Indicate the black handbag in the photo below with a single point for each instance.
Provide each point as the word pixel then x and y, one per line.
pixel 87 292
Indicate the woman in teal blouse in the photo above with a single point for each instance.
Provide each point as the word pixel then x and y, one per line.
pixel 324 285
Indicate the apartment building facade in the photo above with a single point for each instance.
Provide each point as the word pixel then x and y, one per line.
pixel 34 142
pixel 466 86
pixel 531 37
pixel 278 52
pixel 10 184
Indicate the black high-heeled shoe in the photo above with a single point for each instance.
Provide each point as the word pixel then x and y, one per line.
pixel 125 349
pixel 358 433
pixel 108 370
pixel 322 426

==

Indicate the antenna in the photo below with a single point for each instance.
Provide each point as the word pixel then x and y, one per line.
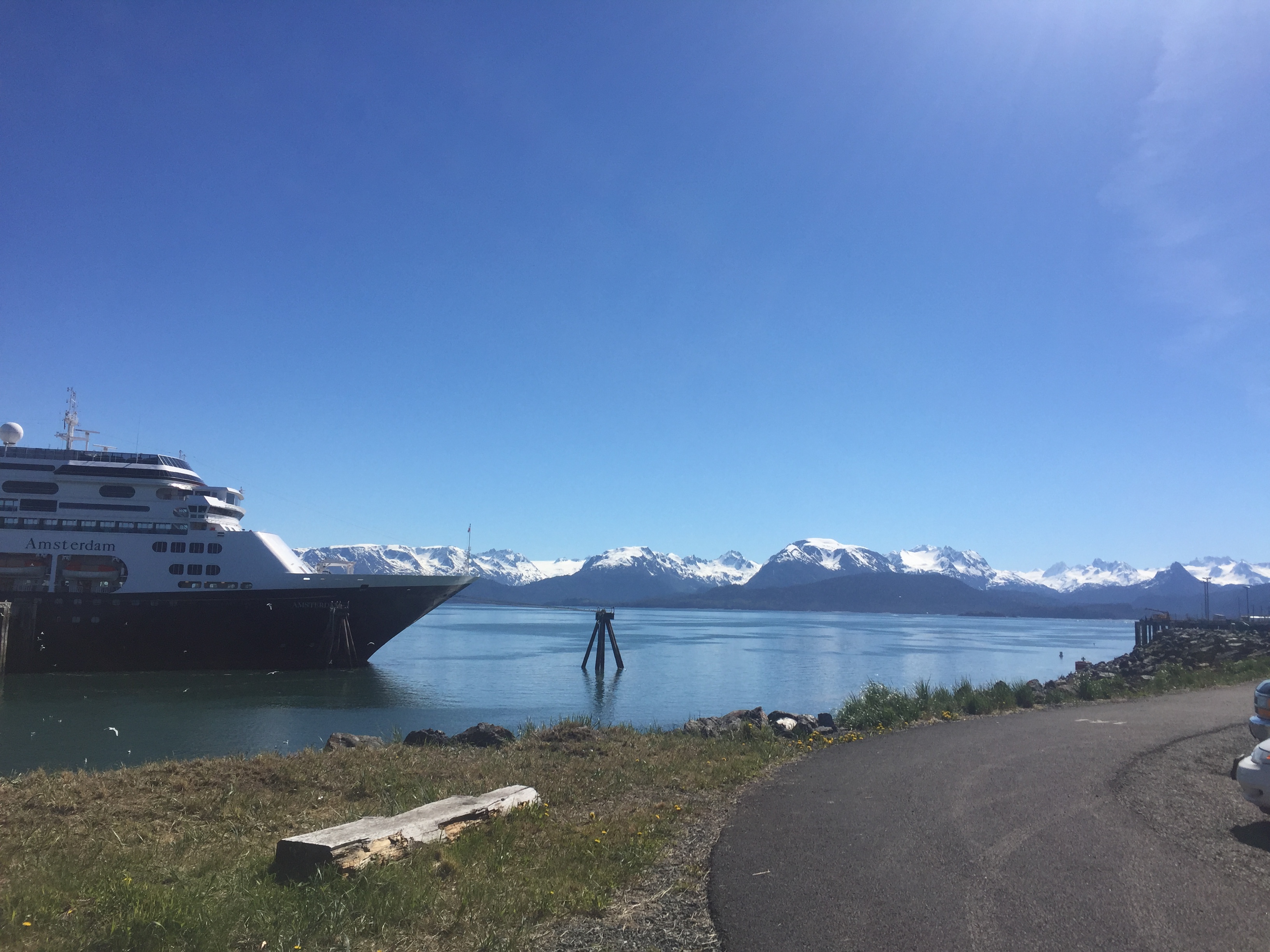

---

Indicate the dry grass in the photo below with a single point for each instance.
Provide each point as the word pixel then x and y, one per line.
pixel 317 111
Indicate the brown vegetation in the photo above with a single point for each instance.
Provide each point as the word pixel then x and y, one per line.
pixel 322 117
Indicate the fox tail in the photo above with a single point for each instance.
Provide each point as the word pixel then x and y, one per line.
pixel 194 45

EXERCISE PROMPT -
Return the rows above verbatim, beginning at the line that contains "Indicate the black handbag" and ending after the line that contains "pixel 10 184".

EXERCISE RESULT -
Indicate the black handbag in the photo below with a single point for each instance.
Provide each point as the word pixel then x and y, one per line.
pixel 87 292
Indicate the woman in teal blouse in the photo above with a single point for each instance.
Provide each point as the word pixel then x and y, one per line.
pixel 324 285
Indicate the apartment building facade in the photo above with a single point for each instance.
Provide each point as the word pixel then x and y, one per line.
pixel 34 142
pixel 466 86
pixel 531 37
pixel 278 52
pixel 10 184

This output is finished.